**Instruction:** Lay out as a numbered list, blank lines omitted, only the lines below running from the one containing "in yellow t-shirt, returned" down through the one containing "[[47, 183], [154, 171], [248, 176], [253, 174]]", both included.

**Supplied records:**
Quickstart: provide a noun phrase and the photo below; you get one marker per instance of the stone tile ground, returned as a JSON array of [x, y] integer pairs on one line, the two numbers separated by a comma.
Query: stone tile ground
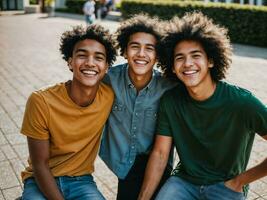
[[29, 59]]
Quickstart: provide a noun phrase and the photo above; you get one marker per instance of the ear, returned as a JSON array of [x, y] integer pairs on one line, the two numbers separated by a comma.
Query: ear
[[69, 64], [125, 54], [173, 70], [210, 64], [106, 71]]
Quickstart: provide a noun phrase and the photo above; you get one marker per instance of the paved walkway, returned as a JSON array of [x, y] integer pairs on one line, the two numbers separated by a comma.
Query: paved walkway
[[29, 59]]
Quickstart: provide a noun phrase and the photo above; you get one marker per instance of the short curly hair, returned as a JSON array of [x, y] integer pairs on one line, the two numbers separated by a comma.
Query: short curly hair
[[197, 27], [138, 23], [96, 32]]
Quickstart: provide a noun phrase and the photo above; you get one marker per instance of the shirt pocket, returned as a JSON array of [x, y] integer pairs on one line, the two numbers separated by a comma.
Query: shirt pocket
[[150, 120], [118, 112]]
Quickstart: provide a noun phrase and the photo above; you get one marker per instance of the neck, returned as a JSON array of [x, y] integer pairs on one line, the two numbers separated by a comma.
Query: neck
[[201, 93], [140, 81], [82, 96]]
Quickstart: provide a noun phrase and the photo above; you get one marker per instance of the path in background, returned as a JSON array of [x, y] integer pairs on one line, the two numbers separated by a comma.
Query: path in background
[[30, 59]]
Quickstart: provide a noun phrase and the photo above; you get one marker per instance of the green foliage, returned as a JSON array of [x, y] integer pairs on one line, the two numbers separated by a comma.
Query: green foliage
[[246, 24], [75, 6], [49, 2], [33, 2]]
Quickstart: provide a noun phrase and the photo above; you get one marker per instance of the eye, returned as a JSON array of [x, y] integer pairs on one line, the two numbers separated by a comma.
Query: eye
[[178, 58], [150, 48], [81, 56], [99, 58], [196, 56], [134, 46]]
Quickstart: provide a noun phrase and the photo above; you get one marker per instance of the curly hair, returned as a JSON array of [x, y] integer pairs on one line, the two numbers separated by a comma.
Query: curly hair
[[138, 23], [197, 27], [96, 32]]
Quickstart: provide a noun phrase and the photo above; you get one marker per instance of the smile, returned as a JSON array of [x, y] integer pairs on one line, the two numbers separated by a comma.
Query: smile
[[89, 72], [141, 62], [190, 72]]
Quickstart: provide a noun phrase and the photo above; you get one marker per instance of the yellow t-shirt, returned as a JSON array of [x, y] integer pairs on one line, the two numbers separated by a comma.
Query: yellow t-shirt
[[74, 132]]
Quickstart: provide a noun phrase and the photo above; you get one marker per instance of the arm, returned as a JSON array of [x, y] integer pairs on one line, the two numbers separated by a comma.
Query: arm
[[39, 154], [155, 166], [248, 176]]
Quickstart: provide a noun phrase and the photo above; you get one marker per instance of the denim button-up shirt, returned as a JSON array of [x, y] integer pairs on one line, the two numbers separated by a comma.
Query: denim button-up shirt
[[131, 125]]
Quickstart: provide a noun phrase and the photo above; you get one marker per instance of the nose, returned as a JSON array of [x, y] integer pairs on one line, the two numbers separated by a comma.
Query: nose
[[188, 62], [90, 61], [141, 52]]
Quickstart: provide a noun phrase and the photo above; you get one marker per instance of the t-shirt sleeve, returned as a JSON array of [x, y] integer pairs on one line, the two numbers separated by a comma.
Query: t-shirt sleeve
[[256, 115], [35, 121], [163, 125]]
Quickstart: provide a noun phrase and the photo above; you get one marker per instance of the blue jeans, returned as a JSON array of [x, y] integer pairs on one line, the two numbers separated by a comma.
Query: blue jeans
[[178, 188], [77, 187]]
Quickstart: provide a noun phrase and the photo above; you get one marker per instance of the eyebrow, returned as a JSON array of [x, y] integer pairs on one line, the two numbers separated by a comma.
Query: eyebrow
[[191, 52], [137, 43], [84, 51]]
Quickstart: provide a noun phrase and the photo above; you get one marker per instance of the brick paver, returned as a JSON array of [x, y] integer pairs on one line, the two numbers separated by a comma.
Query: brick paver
[[29, 59]]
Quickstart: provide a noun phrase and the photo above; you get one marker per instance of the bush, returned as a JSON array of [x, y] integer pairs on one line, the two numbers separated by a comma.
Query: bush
[[246, 24], [75, 6]]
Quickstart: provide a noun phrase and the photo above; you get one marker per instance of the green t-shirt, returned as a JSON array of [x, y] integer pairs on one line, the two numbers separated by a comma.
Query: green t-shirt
[[214, 137]]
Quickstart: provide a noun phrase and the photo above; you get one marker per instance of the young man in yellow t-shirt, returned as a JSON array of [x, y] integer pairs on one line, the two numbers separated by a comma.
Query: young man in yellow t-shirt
[[63, 123]]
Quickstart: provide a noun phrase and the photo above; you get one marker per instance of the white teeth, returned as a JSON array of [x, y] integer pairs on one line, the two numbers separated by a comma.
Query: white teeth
[[89, 72], [140, 62], [190, 72]]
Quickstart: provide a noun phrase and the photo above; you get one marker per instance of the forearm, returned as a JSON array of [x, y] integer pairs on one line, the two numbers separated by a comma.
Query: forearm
[[47, 183], [154, 171], [248, 176], [253, 174]]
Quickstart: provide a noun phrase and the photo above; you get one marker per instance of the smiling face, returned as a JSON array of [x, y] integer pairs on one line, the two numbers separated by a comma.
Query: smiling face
[[141, 54], [88, 63], [191, 64]]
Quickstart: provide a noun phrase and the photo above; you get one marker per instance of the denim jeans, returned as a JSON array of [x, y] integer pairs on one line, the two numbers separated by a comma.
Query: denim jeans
[[129, 188], [178, 188], [77, 187]]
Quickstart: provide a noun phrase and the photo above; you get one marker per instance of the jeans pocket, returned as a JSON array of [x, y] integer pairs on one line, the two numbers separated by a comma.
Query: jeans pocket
[[231, 190]]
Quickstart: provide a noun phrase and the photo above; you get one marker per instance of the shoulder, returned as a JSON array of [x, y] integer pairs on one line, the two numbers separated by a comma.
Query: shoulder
[[106, 91], [117, 69], [163, 82], [241, 96], [234, 91]]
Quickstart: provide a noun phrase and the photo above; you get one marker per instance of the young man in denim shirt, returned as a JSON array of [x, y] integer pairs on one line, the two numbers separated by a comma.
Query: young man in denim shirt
[[129, 132]]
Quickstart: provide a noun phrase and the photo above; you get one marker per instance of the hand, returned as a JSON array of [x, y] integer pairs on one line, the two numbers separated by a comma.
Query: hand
[[234, 185]]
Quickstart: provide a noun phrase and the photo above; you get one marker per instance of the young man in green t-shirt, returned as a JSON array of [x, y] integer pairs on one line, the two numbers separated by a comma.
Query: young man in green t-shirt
[[211, 122]]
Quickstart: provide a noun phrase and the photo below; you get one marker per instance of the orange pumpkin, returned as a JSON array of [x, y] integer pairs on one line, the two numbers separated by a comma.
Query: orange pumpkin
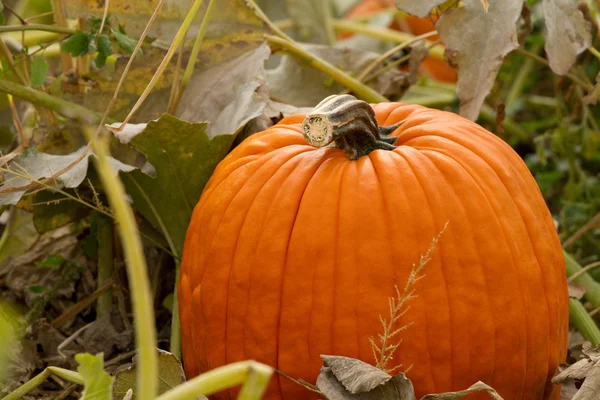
[[294, 249], [437, 69]]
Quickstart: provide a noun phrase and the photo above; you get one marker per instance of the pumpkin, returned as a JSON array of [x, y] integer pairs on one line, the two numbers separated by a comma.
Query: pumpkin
[[437, 69], [304, 230]]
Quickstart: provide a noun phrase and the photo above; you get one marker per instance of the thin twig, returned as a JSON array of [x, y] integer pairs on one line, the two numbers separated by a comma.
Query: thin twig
[[391, 52], [106, 4], [384, 352]]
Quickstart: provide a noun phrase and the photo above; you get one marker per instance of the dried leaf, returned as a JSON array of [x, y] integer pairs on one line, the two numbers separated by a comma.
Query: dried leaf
[[477, 387], [567, 34], [420, 8], [97, 384], [227, 96], [477, 42], [170, 374], [183, 157], [344, 378], [310, 86], [102, 336], [37, 165]]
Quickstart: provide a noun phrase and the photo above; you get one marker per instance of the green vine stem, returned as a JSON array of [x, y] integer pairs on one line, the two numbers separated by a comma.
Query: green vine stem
[[253, 375], [592, 293], [362, 91], [344, 25], [62, 107], [38, 27], [189, 68], [187, 22], [143, 310], [105, 262], [37, 380], [584, 322]]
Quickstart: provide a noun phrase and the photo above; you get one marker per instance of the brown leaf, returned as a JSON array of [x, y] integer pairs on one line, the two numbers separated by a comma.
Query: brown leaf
[[227, 96], [477, 42], [567, 33], [594, 94], [420, 8], [103, 337], [477, 387], [587, 368], [344, 378]]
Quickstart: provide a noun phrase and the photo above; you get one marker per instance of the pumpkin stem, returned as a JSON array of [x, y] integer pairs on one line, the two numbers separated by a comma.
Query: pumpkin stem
[[350, 124]]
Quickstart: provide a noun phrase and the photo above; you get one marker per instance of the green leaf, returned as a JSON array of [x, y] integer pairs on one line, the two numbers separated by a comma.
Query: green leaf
[[170, 374], [18, 235], [52, 260], [126, 43], [184, 157], [39, 71], [78, 44], [104, 50], [97, 384]]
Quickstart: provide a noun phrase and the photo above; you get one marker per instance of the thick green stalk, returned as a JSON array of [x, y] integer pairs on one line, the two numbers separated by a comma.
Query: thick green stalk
[[362, 91], [143, 311], [105, 262], [253, 375], [584, 322], [62, 107], [37, 380]]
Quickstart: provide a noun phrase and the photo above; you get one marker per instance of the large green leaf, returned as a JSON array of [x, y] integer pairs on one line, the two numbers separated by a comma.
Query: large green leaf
[[183, 157], [97, 383]]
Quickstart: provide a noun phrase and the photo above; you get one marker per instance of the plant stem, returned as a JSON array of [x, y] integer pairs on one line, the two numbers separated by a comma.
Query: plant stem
[[175, 339], [329, 31], [584, 322], [255, 377], [105, 262], [62, 107], [592, 293], [189, 69], [143, 311], [362, 91], [189, 18], [38, 27], [37, 380], [511, 127], [60, 20], [391, 35]]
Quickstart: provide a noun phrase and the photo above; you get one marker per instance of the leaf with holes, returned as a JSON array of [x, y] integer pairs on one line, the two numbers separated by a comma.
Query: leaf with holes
[[183, 157], [479, 56], [567, 33]]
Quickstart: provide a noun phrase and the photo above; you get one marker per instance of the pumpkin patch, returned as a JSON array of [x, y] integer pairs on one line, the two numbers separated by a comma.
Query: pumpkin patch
[[294, 250]]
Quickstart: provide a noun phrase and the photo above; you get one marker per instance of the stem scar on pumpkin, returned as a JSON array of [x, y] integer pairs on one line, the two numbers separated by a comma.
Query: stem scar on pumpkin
[[349, 124]]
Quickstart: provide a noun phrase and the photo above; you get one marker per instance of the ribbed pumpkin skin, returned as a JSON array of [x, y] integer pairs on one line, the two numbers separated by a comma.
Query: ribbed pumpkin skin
[[293, 252]]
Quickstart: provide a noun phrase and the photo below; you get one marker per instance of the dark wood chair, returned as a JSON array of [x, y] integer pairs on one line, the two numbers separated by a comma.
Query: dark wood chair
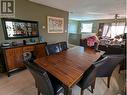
[[52, 49], [43, 81], [106, 66], [63, 46], [88, 79]]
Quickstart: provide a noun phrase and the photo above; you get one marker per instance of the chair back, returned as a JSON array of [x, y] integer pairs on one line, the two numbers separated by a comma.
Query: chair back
[[88, 78], [106, 65], [63, 46], [52, 49], [42, 80]]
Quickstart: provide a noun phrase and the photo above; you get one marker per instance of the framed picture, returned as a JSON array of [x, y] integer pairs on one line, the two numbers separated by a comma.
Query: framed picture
[[55, 24]]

**Reply:**
1. Quickstart: provide a noun phrase and the photo above; you get one marker per instance of the young man in yellow t-shirt, returned as a JSON array of [x, y] integer pairs on one line, the two numbers separated by a comma.
2. Query: young man in yellow t-shirt
3. [[63, 123]]
4. Quickstart: provide a noun phrase and the photo above; you get one marker per instance of the white teeth, returned as a JSON array of [x, y] integer pairs on one line, the two numbers separated by a comma.
5. Query: white teeth
6. [[89, 72], [140, 62], [190, 72]]
7. Quickstart: provide a noun phrase and the photo above; you get one marker per instance of the forearm, returned as a JSON array of [x, y] integer pairs on one line, the two numbers separated by a comma.
8. Query: forearm
9. [[47, 183], [154, 171], [248, 176], [253, 174]]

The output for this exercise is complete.